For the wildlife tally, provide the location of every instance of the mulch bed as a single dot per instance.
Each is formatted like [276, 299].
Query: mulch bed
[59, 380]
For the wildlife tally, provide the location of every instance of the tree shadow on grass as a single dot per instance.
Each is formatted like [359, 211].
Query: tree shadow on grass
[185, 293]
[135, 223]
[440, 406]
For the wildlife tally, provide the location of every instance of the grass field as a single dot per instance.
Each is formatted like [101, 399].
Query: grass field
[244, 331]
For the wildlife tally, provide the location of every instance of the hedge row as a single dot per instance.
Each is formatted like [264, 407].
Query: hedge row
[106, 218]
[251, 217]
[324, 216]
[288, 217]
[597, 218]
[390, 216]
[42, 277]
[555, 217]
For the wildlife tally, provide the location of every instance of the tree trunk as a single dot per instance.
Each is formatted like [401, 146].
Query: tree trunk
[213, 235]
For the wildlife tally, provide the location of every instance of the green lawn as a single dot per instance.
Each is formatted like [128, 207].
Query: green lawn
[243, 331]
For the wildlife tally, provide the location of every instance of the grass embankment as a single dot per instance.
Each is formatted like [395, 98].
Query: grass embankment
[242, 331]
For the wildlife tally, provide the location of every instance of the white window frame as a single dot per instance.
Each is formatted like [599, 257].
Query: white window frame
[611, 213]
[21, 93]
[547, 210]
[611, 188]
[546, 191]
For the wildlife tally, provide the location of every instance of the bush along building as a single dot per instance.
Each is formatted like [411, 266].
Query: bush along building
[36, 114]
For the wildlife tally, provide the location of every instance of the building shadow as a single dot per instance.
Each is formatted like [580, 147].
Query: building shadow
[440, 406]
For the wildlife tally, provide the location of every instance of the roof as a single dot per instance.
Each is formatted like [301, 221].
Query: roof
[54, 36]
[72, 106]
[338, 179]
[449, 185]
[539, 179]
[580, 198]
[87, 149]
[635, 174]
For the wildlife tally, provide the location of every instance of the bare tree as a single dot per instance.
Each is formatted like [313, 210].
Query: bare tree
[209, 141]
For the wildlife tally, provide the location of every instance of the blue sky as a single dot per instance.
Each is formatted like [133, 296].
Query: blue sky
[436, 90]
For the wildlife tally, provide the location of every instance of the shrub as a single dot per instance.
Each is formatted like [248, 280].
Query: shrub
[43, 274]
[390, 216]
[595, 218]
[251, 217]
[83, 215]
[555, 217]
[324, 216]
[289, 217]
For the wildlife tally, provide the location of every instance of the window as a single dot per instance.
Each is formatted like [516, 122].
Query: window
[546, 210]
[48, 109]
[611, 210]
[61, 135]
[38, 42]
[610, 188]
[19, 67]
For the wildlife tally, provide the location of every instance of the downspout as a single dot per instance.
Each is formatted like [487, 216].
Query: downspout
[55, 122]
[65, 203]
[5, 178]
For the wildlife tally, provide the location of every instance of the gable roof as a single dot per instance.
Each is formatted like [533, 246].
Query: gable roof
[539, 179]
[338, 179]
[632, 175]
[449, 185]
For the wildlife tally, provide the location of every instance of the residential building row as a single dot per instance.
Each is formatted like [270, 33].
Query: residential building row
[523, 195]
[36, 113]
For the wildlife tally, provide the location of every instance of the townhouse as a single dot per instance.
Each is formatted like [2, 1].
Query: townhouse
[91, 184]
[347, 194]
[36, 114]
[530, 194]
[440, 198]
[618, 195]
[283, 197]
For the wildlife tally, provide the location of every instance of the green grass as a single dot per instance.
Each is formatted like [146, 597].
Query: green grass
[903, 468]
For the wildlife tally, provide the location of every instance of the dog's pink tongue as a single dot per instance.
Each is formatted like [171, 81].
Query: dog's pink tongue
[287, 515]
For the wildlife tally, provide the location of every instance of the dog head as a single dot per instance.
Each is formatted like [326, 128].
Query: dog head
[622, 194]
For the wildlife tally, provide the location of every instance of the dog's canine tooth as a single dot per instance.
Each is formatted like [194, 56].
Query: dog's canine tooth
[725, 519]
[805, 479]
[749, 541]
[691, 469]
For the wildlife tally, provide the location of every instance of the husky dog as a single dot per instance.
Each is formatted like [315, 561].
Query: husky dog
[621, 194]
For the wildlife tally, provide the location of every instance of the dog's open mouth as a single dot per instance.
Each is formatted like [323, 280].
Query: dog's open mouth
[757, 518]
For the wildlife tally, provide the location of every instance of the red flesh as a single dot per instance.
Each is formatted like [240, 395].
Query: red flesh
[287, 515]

● ● ● ● ● ● ●

Problem to solve — Each line above is to be repeated exactly.

Written response —
For the wildlife tally, provide the location of every instance of the mulch bed as a single dot per instance.
Each is formatted like [276, 299].
Query: mulch bed
[59, 380]
For the wildlife tally, provide the location of every instance of the tree shadow on grass as a single dot per instance.
Each is formatted like [359, 211].
Query: tree shadow on grass
[185, 293]
[135, 223]
[440, 406]
For the wildlife tally, provide the location of every instance of the grass field as a single dot per instance.
Each is formatted like [101, 399].
Query: grass field
[244, 331]
For the wildlife tally, provide the location of every instance of the hedge row as a single dot per instance.
Each is formatted like [264, 407].
Query: hedge row
[106, 218]
[251, 217]
[324, 216]
[288, 217]
[597, 218]
[390, 216]
[42, 277]
[555, 217]
For the wildlife tally, provide the location of every instance of the tree trunk as a single dot per instance.
Each is formatted like [401, 146].
Query: tree trunk
[213, 235]
For the wildlife tally, provide the location of every instance of the green lawn as a single dot per instance.
Each is formatted like [128, 207].
Query: green lawn
[243, 331]
For the wildlife tally, provide the location of every instance of the grass embankment as a single dot per instance.
Each is formatted like [395, 98].
Query: grass embankment
[242, 331]
For the wildlife tally, provide the location of every instance of the white window frame as a single dot per instance.
Each is formatted like [599, 257].
Query: white window frame
[611, 213]
[21, 93]
[547, 210]
[611, 188]
[546, 191]
For the wildlife tally, provide the location of every instance of the bush along building as a single dot per instance.
Each is formatted like [411, 266].
Query: bush along building
[36, 114]
For the wildlife tally, provide the location of every instance of the building shadow as a single dot per instance.
Each is formatted like [580, 147].
Query: building shadow
[440, 406]
For the wildlife tally, provide the location of every instance of the roof as a single dot per instance.
Each is formatted like [301, 221].
Query: roof
[54, 36]
[72, 106]
[338, 179]
[449, 185]
[539, 179]
[580, 198]
[87, 149]
[635, 174]
For the wildlife tally, provide the location of every instance of the bare tree as a single dot per instance.
Each is formatted like [313, 210].
Query: bare tree
[209, 141]
For the wildlife tally, provide the location of every instance of the blue sky as a single dot per instance.
Each is formatted like [133, 296].
Query: blue sky
[436, 90]
For the wildlife tally, provide the location of every instance of the shrub as a single dot per instance.
Each is formatted like [248, 280].
Query: shrub
[43, 274]
[390, 216]
[595, 218]
[251, 217]
[83, 215]
[555, 217]
[324, 216]
[289, 217]
For the wildlife tally, provide the location of every instance of the window as a single dot per instance.
Each is formatted like [516, 122].
Query: window
[546, 210]
[48, 109]
[611, 210]
[61, 135]
[38, 42]
[610, 188]
[19, 67]
For the wildlife tally, provide the location of every instance of the downspout as a single dot per instance.
Each is formatted like [487, 216].
Query: downspout
[55, 122]
[65, 203]
[5, 178]
For the wildlife tally, provide the location of every instance of the gable roof as a single dot per instance.
Each is formatted like [533, 246].
Query: gable roof
[539, 179]
[338, 179]
[632, 175]
[449, 185]
For the wildlife tally, provide the location of every instance of the residential building row as a single dot per instance.
Each is formatted like [270, 33].
Query: residential building row
[523, 195]
[36, 113]
For the wildlife tally, provide the location of every instance of the townhouse as a single dot per instance.
Each is formatted like [2, 1].
Query: townhouse
[91, 184]
[347, 194]
[36, 114]
[530, 194]
[440, 198]
[618, 195]
[283, 197]
For the wildlife tally, provide the location of every instance of the green grass as a single dot per instance.
Each is formatted like [146, 597].
Query: green grass
[903, 468]
For the wildlife tally, provide the location of every instance of the dog's pink tongue as a single dot per instance.
Each is formatted like [171, 81].
Query: dog's pink tongue
[287, 515]
For the wildlife tally, provide the location of every instance of the dog head as a single dot per instance.
Each is formatted like [326, 128].
Query: dog head
[622, 194]
For the wildlife tally, provide the location of every instance of the dog's canine tooth as a single dot per instance.
Each is formatted like [194, 56].
Query: dog's canine tooth
[725, 519]
[805, 479]
[749, 541]
[691, 469]
For the wildlife tally, provide the location of every instance of the husky dog as a single dot per instance.
Each is formatted like [315, 561].
Query: husky dog
[621, 194]
For the wildlife tally, provide the location of every instance of the dog's open mouth as a single dot per instance.
Each is formatted like [323, 280].
Query: dog's open mouth
[757, 518]
For the wildlife tally, provide the location of every instance of the red flesh as a single dot per instance.
Each is formatted like [240, 395].
Query: red flesh
[287, 515]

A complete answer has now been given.